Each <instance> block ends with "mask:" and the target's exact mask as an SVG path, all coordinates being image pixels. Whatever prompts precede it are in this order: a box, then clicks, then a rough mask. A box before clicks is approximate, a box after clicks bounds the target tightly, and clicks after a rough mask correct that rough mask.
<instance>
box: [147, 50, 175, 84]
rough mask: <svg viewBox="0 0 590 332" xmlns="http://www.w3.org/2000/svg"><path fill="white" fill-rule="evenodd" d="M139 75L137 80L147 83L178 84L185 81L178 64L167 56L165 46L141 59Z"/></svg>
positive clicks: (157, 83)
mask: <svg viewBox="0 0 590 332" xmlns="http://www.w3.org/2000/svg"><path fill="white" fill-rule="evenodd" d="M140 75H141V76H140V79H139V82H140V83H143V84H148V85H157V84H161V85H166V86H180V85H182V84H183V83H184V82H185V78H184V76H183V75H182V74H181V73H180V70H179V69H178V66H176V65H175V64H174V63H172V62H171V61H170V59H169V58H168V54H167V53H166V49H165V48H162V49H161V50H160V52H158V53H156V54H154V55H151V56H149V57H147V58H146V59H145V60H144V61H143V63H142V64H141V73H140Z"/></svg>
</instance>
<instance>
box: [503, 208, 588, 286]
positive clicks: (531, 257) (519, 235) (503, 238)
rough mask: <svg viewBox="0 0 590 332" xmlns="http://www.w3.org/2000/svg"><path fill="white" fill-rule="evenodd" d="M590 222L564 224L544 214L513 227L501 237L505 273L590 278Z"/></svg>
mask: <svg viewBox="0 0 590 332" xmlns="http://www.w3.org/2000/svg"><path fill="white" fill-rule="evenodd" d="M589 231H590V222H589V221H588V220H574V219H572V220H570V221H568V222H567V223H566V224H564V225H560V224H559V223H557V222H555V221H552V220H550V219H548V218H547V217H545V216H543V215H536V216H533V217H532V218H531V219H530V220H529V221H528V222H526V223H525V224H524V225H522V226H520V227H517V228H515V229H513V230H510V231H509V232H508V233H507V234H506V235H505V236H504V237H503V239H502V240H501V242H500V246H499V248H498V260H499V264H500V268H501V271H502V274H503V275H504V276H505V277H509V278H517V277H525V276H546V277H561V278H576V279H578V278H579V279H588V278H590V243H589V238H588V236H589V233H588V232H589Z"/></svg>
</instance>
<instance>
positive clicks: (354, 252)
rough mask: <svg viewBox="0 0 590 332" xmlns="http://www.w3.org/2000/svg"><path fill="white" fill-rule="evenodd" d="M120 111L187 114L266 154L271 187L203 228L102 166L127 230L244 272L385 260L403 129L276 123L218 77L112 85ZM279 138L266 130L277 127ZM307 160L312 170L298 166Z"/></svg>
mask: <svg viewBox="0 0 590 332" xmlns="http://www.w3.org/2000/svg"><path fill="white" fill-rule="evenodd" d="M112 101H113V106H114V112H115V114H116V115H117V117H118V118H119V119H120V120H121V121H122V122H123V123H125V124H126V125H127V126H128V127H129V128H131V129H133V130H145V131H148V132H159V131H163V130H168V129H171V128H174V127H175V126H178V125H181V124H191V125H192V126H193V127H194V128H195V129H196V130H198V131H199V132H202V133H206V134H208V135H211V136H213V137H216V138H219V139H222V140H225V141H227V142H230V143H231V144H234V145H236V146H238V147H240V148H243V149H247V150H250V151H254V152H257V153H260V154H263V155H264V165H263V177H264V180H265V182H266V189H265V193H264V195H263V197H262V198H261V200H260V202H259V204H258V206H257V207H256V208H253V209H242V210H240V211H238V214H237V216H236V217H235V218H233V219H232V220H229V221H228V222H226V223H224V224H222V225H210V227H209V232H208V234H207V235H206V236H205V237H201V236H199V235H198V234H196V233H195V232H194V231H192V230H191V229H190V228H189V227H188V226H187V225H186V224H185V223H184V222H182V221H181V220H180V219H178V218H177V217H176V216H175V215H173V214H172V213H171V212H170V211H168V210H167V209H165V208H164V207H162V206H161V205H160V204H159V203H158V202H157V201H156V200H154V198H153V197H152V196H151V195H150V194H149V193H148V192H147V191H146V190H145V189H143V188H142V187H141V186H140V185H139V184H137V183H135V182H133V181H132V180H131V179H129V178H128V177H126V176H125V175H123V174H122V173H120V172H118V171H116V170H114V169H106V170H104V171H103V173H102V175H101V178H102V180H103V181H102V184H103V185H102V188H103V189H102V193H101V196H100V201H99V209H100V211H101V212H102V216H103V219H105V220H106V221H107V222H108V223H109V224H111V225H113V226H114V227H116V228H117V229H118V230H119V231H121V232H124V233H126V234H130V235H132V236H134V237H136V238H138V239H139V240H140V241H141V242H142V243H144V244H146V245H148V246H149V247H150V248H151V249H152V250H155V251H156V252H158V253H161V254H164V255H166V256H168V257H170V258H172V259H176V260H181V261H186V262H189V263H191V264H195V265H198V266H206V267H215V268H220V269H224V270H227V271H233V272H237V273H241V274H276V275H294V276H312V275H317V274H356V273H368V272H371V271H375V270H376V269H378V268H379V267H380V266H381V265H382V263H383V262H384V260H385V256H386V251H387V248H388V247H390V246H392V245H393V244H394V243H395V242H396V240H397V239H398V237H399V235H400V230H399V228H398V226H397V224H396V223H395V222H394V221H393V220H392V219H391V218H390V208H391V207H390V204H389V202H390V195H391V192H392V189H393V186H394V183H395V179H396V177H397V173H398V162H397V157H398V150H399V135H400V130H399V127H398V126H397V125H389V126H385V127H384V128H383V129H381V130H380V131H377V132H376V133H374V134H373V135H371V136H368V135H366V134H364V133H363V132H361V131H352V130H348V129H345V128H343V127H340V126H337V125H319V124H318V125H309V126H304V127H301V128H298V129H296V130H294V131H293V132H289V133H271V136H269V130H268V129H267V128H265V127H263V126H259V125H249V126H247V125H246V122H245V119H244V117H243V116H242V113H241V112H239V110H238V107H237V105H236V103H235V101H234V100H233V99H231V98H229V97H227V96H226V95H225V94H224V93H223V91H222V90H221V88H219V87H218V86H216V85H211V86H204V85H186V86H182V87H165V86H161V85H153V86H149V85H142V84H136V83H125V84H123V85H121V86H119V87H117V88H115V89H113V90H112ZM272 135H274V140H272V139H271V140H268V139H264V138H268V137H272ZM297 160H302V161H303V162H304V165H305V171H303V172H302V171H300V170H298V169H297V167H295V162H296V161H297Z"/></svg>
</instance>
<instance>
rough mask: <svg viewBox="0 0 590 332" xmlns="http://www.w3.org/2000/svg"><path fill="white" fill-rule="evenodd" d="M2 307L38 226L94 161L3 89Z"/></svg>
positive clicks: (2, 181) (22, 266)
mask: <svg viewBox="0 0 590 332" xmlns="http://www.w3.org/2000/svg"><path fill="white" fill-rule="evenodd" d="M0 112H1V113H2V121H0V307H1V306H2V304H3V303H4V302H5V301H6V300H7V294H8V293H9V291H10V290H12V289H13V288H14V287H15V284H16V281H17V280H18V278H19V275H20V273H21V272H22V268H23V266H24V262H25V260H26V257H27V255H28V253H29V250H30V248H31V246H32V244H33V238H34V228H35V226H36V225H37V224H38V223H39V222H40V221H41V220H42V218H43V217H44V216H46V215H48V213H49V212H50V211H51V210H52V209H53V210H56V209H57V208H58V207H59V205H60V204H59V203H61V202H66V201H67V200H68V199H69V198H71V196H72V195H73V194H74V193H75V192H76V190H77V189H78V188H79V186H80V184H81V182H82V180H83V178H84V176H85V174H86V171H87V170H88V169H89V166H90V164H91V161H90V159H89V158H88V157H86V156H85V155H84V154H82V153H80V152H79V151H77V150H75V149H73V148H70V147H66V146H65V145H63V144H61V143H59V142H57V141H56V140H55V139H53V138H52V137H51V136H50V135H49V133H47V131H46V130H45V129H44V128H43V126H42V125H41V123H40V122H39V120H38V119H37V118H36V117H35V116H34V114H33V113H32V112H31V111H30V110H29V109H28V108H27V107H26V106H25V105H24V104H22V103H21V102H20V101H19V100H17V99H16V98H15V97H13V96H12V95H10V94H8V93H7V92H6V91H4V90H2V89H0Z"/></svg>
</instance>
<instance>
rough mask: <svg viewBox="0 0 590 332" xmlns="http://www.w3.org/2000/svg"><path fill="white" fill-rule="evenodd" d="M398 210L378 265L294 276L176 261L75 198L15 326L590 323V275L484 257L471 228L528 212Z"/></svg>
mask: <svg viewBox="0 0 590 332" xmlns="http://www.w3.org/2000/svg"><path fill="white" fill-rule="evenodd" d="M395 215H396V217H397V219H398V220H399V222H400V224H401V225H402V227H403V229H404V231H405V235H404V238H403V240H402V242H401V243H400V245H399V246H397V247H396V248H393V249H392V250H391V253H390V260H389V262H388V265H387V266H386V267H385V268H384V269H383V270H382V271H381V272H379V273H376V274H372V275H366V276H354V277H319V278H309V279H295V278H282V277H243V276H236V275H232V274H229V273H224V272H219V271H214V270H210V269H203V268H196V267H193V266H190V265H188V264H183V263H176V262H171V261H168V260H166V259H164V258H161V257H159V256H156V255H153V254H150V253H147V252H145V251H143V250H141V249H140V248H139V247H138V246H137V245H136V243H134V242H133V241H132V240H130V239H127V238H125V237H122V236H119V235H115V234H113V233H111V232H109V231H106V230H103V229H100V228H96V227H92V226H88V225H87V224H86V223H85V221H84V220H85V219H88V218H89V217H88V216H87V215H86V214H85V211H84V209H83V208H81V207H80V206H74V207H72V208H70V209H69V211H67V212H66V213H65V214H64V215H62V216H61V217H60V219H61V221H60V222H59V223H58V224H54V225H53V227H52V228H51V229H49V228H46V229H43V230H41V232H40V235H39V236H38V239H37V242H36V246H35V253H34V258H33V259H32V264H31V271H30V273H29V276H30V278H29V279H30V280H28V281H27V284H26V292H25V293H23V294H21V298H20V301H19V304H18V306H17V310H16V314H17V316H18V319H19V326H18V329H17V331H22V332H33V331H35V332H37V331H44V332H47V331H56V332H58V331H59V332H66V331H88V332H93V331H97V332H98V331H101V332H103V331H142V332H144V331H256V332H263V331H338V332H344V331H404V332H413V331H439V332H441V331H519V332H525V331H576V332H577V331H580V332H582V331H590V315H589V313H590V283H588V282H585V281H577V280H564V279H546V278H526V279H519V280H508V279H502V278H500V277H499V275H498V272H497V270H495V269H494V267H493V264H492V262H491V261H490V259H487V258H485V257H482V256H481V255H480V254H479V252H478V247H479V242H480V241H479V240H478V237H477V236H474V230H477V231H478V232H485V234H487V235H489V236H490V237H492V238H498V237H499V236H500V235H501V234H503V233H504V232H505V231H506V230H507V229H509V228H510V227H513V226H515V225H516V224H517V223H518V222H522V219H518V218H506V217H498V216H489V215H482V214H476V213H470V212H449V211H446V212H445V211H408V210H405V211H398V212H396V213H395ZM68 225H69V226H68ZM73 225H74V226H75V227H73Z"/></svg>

---*---

Gather every line of the records that contains the string "positive" and copy each one in full.

§ Exercise result
positive clicks: (157, 83)
positive clicks: (531, 257) (519, 235) (503, 238)
positive clicks: (354, 252)
positive clicks: (2, 181) (22, 266)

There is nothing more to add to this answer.